Source data ->
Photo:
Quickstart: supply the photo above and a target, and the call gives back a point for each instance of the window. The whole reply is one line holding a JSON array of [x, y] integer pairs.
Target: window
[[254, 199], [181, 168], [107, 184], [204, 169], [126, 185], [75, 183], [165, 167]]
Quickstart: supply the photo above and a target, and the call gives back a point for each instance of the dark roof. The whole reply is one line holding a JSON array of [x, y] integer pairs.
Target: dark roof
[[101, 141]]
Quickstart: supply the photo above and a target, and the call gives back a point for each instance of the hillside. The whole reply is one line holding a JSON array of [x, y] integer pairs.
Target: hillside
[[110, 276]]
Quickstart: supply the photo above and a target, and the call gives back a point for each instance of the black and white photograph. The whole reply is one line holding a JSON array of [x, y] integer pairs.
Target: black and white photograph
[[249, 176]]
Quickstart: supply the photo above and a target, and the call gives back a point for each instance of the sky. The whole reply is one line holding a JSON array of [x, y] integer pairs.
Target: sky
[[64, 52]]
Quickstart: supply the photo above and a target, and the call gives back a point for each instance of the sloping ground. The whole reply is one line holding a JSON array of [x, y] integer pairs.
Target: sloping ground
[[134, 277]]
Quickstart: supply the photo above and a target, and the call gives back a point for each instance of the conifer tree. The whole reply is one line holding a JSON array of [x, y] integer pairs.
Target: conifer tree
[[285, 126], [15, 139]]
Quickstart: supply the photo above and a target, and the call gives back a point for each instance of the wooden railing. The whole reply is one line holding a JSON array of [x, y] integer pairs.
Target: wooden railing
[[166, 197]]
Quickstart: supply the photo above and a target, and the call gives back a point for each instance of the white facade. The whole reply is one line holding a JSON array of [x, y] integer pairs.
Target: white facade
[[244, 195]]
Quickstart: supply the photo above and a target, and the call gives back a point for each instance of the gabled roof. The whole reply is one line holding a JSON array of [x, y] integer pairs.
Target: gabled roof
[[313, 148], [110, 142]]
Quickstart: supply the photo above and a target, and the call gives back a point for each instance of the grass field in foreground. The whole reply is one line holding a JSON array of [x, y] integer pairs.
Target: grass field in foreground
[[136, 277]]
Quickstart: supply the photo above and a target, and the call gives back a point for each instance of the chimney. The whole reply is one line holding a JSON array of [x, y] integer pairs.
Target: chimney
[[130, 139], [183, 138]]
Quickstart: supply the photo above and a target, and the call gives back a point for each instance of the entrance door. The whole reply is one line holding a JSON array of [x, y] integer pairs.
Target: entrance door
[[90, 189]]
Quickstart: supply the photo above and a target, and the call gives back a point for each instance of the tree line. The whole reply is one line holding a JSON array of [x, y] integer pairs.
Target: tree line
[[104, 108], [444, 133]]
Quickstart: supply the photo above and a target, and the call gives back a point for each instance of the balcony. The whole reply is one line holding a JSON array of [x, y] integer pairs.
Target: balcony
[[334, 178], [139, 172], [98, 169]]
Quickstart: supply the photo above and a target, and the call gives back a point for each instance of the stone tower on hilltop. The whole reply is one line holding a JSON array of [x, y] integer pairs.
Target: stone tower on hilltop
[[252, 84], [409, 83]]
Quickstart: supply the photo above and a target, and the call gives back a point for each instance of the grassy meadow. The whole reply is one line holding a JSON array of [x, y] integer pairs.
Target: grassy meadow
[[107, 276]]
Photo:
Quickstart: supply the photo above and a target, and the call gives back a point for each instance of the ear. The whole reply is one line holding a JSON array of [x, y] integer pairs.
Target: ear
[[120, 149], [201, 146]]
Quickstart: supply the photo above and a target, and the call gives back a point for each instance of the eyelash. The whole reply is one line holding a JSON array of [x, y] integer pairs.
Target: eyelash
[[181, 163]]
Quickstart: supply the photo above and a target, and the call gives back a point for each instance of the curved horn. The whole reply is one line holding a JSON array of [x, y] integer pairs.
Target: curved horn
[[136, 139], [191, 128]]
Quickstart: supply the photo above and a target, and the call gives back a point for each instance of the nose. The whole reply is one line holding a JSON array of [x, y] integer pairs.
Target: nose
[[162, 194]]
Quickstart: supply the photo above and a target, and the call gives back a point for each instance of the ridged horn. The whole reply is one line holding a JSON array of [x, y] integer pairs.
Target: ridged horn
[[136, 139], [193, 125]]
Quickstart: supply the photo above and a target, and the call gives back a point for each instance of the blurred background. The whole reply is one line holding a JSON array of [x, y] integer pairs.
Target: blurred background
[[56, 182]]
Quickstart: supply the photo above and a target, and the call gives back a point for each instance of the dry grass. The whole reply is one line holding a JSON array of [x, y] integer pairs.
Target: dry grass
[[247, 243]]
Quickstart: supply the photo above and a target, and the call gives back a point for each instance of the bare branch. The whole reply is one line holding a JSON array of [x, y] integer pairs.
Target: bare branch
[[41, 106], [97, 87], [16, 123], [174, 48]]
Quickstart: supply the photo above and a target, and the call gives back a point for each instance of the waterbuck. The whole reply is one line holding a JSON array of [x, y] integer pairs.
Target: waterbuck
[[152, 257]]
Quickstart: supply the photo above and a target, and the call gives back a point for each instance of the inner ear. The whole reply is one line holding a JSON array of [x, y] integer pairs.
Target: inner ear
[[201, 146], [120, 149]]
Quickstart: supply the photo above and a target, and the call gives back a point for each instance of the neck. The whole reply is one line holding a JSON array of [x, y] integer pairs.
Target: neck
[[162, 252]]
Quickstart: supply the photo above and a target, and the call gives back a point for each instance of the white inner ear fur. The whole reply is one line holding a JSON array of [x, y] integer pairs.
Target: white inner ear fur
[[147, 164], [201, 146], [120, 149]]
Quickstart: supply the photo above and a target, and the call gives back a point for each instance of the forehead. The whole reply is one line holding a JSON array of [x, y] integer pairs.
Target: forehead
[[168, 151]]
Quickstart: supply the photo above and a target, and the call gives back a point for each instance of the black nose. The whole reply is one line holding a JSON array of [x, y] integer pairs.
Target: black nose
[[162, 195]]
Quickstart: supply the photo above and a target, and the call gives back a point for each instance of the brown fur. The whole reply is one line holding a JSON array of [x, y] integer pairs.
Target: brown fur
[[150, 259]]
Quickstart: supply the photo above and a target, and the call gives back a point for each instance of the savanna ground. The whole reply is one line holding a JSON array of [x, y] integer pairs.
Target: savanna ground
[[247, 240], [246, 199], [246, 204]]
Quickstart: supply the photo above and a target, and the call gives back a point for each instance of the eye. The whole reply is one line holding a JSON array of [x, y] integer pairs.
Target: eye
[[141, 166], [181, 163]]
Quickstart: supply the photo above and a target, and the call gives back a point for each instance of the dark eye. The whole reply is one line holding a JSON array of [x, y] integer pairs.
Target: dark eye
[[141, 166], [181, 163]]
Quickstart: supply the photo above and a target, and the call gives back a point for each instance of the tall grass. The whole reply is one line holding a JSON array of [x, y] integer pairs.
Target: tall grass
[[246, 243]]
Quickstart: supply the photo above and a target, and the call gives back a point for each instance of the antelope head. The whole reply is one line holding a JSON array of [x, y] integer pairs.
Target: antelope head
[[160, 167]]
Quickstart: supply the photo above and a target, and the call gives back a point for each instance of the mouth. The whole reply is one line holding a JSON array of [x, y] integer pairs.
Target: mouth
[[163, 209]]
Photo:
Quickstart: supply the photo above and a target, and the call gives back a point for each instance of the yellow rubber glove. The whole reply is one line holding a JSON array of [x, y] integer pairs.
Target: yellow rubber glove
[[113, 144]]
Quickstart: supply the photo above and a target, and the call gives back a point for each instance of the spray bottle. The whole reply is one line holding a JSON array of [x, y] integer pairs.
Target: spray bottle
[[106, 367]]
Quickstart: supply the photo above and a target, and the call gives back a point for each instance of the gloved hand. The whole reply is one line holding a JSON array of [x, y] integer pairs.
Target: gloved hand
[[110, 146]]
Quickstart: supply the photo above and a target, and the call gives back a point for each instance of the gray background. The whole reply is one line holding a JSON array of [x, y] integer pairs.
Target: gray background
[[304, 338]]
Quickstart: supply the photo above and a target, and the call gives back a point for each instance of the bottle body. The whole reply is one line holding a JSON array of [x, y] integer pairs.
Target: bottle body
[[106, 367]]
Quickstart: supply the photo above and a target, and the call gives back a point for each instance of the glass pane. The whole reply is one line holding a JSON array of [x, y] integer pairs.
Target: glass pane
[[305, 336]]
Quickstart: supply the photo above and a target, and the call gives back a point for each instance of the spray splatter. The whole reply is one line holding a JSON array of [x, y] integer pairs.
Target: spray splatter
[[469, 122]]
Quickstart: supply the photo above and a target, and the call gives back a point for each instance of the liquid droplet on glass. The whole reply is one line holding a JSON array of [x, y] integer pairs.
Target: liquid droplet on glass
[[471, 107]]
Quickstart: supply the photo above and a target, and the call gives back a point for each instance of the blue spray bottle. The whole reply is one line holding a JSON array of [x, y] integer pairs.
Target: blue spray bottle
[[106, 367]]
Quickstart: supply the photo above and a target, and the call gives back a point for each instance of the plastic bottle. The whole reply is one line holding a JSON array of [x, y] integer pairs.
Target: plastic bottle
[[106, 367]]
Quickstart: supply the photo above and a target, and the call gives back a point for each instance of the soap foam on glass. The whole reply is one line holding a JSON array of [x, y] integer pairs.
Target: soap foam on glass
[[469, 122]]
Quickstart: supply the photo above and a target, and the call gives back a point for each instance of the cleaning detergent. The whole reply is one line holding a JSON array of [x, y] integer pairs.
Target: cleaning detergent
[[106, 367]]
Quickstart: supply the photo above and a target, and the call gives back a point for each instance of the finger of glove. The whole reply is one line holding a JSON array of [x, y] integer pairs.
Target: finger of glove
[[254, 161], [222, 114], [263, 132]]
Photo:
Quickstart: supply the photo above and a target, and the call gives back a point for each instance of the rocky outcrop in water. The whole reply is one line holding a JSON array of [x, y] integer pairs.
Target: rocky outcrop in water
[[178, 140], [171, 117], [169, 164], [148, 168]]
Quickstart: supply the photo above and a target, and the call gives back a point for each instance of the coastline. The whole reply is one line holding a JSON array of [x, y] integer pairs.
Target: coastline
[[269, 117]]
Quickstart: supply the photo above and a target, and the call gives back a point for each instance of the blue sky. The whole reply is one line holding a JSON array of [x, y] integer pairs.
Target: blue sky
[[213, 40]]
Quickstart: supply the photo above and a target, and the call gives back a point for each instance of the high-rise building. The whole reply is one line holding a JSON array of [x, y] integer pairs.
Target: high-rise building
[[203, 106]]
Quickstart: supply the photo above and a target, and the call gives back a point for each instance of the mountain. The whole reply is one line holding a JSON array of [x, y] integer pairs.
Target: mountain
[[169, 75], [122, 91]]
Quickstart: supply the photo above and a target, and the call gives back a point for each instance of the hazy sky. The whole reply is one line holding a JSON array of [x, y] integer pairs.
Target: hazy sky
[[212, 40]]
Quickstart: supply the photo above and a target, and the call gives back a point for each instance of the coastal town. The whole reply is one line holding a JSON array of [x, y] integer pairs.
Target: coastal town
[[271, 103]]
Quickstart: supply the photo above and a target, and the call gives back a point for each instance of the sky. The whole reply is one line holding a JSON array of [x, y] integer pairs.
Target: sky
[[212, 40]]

Set task ->
Rewrite the stretch of the listing from the line containing "the black and" through the line containing "[[285, 126], [15, 139]]", changing "Quickstart" to "Usage note" and leaving everything else as it is. Give only those lines.

Expected answer ->
Usage note: supply the photo above and a target, and the call gives back a point for each instance of the black and white photograph. The whole reply is one line holding a JSON array of [x, y] integer pairs.
Target: black and white photograph
[[249, 176]]
Usage note: supply the photo above and a target, and the call gives back a point for each instance of the sky. The whole reply is one line holding a JSON array of [x, y] integer pairs.
Target: sky
[[64, 52]]
Usage note: supply the photo above and a target, and the call gives back a point for each instance of the sloping ground. The whole reply is one line holding a JSON array of [x, y] integer pairs.
Target: sloping ground
[[134, 277]]
Usage note: supply the photo above and a target, and the call gives back a point for each instance of the conifer tree. The whole reply is one line holding a JSON array of [x, y] integer pairs.
Target: conifer tree
[[285, 126], [15, 139]]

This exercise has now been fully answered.